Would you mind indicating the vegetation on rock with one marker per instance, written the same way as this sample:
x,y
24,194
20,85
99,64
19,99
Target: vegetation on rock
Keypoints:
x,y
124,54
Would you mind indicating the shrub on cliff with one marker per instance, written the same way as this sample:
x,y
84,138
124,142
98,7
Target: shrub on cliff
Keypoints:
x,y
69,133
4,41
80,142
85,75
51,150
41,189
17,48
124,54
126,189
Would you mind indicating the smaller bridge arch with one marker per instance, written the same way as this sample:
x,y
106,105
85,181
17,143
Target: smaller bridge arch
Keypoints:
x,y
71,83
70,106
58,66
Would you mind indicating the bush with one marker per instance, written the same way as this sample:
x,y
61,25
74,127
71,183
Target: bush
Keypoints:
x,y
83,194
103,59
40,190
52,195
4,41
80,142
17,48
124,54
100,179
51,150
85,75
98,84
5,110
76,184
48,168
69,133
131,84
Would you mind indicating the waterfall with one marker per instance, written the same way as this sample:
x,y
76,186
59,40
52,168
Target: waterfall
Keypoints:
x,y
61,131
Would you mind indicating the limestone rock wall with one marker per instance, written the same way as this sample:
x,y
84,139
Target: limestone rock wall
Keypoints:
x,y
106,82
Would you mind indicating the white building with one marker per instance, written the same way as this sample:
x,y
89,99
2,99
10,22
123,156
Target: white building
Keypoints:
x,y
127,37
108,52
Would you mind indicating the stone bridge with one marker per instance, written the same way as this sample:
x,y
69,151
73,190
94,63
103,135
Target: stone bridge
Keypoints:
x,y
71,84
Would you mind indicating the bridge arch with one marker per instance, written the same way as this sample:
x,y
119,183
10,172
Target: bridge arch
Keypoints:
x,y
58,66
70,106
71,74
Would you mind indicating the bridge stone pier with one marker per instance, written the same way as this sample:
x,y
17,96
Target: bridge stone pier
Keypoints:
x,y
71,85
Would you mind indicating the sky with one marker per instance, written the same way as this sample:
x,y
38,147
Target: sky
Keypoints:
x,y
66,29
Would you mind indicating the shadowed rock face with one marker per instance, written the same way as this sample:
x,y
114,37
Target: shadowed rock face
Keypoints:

→ EXERCISE DESCRIPTION
Looking at the material, work out the number of lines holding "building", and write that number alone.

→ RESPONSE
2